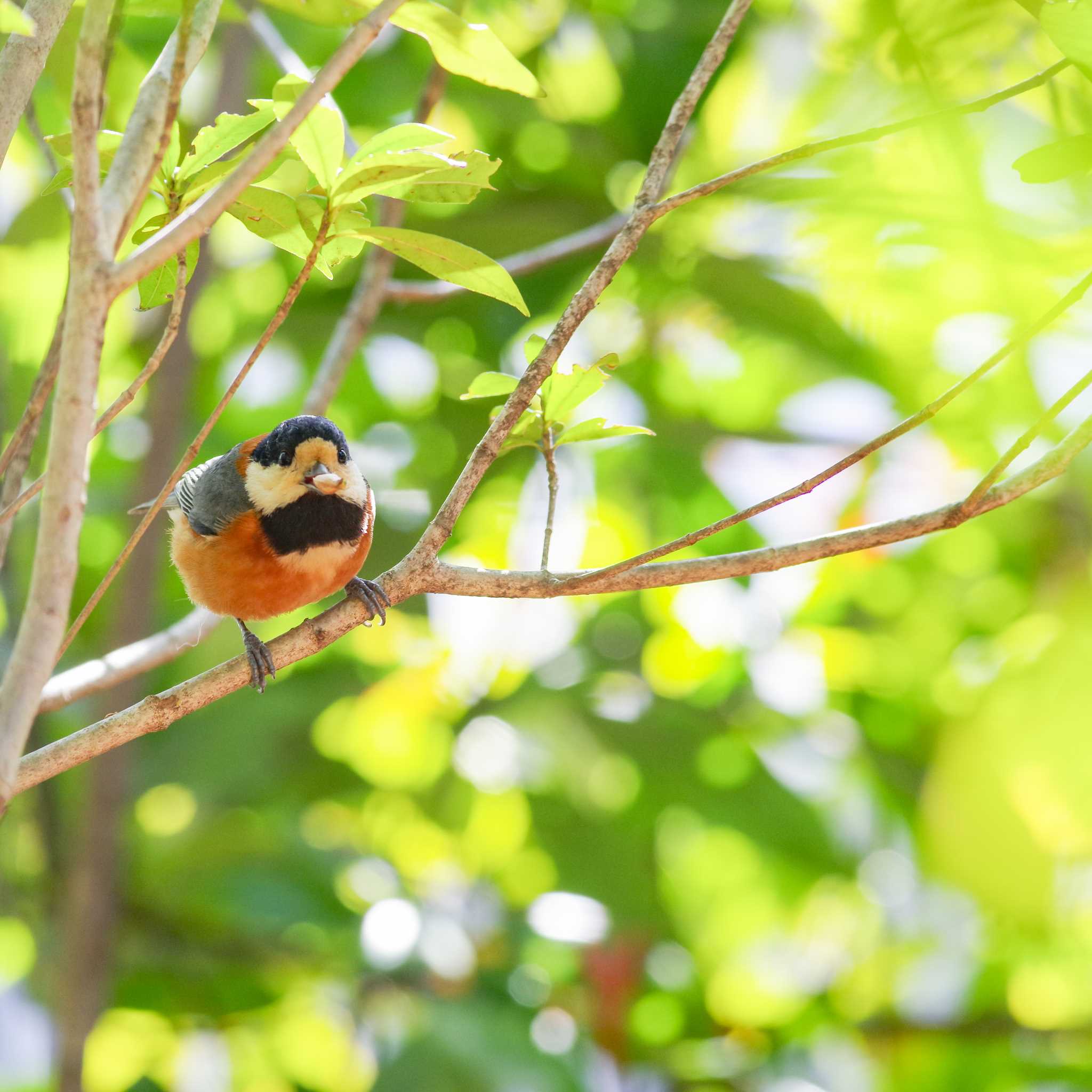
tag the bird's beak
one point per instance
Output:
(323, 480)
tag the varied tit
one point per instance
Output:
(279, 522)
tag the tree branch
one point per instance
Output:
(56, 558)
(203, 213)
(526, 261)
(22, 61)
(855, 457)
(162, 710)
(624, 245)
(864, 137)
(166, 340)
(191, 451)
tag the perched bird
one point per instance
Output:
(280, 521)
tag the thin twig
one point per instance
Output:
(203, 213)
(864, 137)
(166, 340)
(160, 711)
(624, 245)
(192, 450)
(549, 454)
(851, 460)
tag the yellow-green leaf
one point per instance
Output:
(450, 261)
(491, 384)
(599, 429)
(469, 50)
(320, 138)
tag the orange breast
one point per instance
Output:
(237, 574)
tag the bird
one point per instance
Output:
(280, 521)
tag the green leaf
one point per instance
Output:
(1068, 25)
(527, 433)
(1057, 160)
(467, 50)
(377, 174)
(459, 185)
(274, 216)
(338, 247)
(158, 286)
(599, 429)
(491, 384)
(561, 395)
(320, 139)
(533, 347)
(450, 261)
(13, 20)
(404, 138)
(226, 132)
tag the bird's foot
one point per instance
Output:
(259, 657)
(372, 596)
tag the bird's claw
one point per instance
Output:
(372, 596)
(260, 660)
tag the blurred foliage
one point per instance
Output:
(829, 828)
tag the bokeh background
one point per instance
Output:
(824, 829)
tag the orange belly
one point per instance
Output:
(237, 574)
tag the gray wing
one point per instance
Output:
(211, 495)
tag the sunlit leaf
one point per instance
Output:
(403, 138)
(158, 286)
(597, 428)
(379, 173)
(1059, 160)
(467, 50)
(561, 394)
(457, 185)
(450, 261)
(274, 216)
(489, 384)
(320, 138)
(226, 132)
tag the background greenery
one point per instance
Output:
(829, 828)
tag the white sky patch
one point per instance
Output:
(575, 919)
(704, 355)
(389, 933)
(277, 374)
(839, 411)
(486, 635)
(203, 1065)
(404, 373)
(790, 676)
(749, 471)
(965, 341)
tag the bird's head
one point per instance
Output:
(303, 457)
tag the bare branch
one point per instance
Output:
(865, 137)
(203, 213)
(130, 174)
(160, 711)
(166, 340)
(56, 558)
(855, 457)
(526, 261)
(22, 61)
(549, 454)
(371, 288)
(624, 245)
(191, 451)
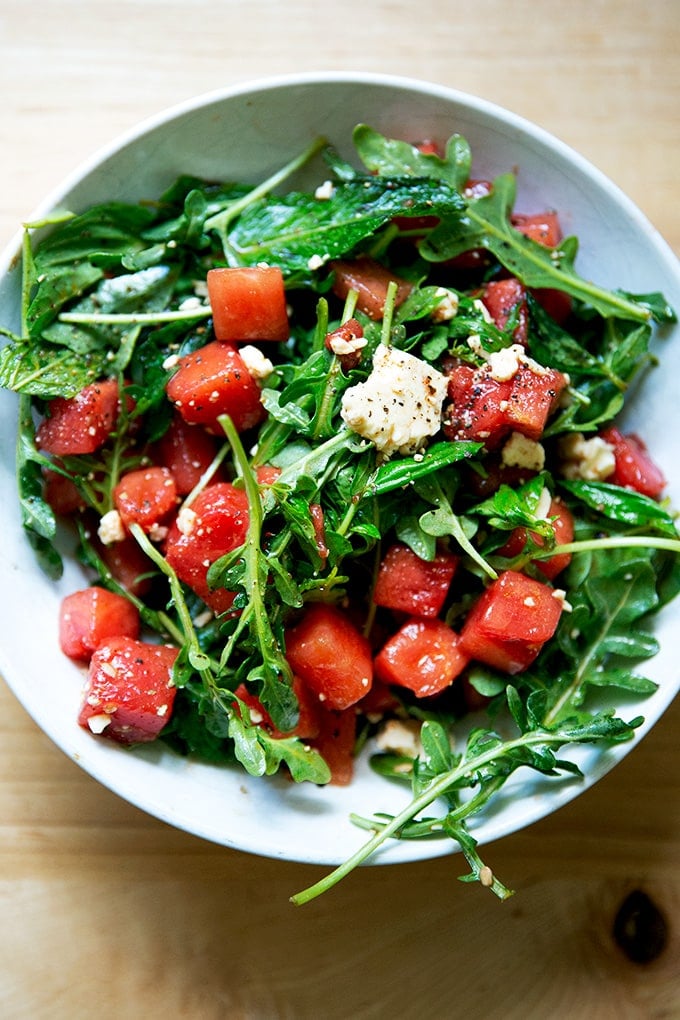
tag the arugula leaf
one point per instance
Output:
(292, 230)
(486, 224)
(393, 158)
(622, 506)
(47, 371)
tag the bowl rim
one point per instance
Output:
(269, 83)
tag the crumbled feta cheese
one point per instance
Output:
(190, 304)
(257, 364)
(591, 459)
(344, 345)
(110, 528)
(504, 364)
(187, 520)
(400, 404)
(325, 191)
(448, 305)
(400, 737)
(479, 306)
(157, 532)
(522, 452)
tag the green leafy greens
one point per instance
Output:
(118, 291)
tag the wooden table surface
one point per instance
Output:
(105, 912)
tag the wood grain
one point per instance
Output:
(106, 912)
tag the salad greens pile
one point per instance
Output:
(118, 289)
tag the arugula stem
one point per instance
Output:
(256, 610)
(574, 285)
(612, 542)
(435, 788)
(136, 318)
(188, 633)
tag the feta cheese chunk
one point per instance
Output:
(256, 362)
(110, 528)
(591, 460)
(400, 737)
(399, 406)
(522, 452)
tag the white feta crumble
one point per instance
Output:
(347, 345)
(257, 364)
(591, 460)
(400, 737)
(110, 528)
(400, 404)
(504, 364)
(157, 532)
(325, 191)
(186, 520)
(448, 305)
(522, 452)
(190, 304)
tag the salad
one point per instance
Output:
(346, 470)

---*---

Goal of the exercise
Reproduce each record from above exactly; pictures do not belong in the copy.

Task output
tag the bird's beak
one point per instance
Output:
(323, 480)
tag the varied tit
one point per instance
Output:
(279, 522)
tag the tree branch
one point per instance
Output:
(56, 558)
(203, 213)
(526, 261)
(22, 61)
(855, 457)
(162, 710)
(624, 245)
(864, 137)
(166, 340)
(191, 451)
tag the perched bird
one point per instance
Output:
(280, 521)
tag the thin twig
one point per instance
Output:
(203, 213)
(864, 137)
(166, 340)
(160, 711)
(624, 245)
(192, 450)
(549, 454)
(851, 460)
tag the yellow-green leaf
one point per instance
Output:
(450, 261)
(491, 384)
(599, 429)
(469, 50)
(320, 138)
tag the orange breast
one point per instance
Output:
(237, 574)
tag the bird
one point per instance
Output:
(280, 521)
tag the green leaf
one point per instance
Output:
(1068, 25)
(527, 433)
(1057, 160)
(467, 50)
(377, 174)
(459, 185)
(274, 216)
(338, 247)
(158, 286)
(599, 429)
(491, 384)
(561, 395)
(320, 139)
(533, 347)
(450, 261)
(13, 20)
(404, 138)
(226, 132)
tag the bird's foot
one point per instance
Output:
(259, 657)
(372, 596)
tag the bird's claw
one point per instance
Output:
(372, 596)
(260, 660)
tag the blurred foliage
one point per instance
Output:
(829, 828)
tag the bokeh background
one point per instance
Output:
(824, 829)
tag the orange belly
one point per instance
Output:
(237, 574)
tag the gray wing
one point per instance
Output:
(211, 495)
tag the sunlit leaf
one point per instance
Output:
(403, 138)
(158, 286)
(597, 428)
(379, 173)
(1059, 160)
(467, 50)
(561, 394)
(457, 185)
(450, 261)
(274, 216)
(489, 384)
(320, 138)
(226, 132)
tag the background greenery
one point per instance
Output:
(829, 828)
tag the white sky patch
one point per instance
Output:
(575, 919)
(704, 355)
(389, 933)
(277, 374)
(839, 411)
(486, 635)
(203, 1065)
(404, 373)
(790, 676)
(749, 471)
(965, 341)
tag the bird's head
one point per instance
Output:
(303, 457)
tag the bare branch
one point per instance
Output:
(865, 137)
(203, 213)
(130, 174)
(160, 711)
(166, 340)
(56, 558)
(855, 457)
(526, 261)
(22, 61)
(549, 454)
(371, 288)
(624, 245)
(191, 451)
tag the arugula leaf
one point per instance
Output:
(292, 230)
(486, 224)
(393, 158)
(622, 506)
(47, 371)
tag the bowl rim
one point per instance
Output:
(269, 83)
tag the crumbled feta cheese
one point per instance
Output:
(190, 304)
(257, 364)
(591, 459)
(344, 345)
(110, 528)
(504, 364)
(187, 520)
(400, 404)
(325, 191)
(448, 305)
(400, 737)
(479, 306)
(157, 532)
(522, 452)
tag the green leafy greens
one point per instance
Output:
(118, 291)
tag the wooden table surface
one point per instance
Output:
(105, 912)
tag the wood grain
one point per instance
Output:
(106, 912)
tag the salad greens pile
one point per instance
Output:
(118, 289)
tag the arugula stem
one point per instance
Output:
(256, 610)
(574, 285)
(612, 542)
(435, 788)
(136, 318)
(188, 633)
tag the feta cheese chunk
one point per instance
Output:
(256, 362)
(110, 528)
(591, 460)
(400, 737)
(399, 406)
(522, 452)
tag the white feta crumble
one point per instance
Output:
(347, 345)
(257, 364)
(591, 460)
(400, 737)
(110, 528)
(400, 404)
(504, 364)
(157, 532)
(325, 191)
(186, 520)
(448, 305)
(522, 452)
(190, 304)
tag the salad
one point per instance
Output:
(346, 470)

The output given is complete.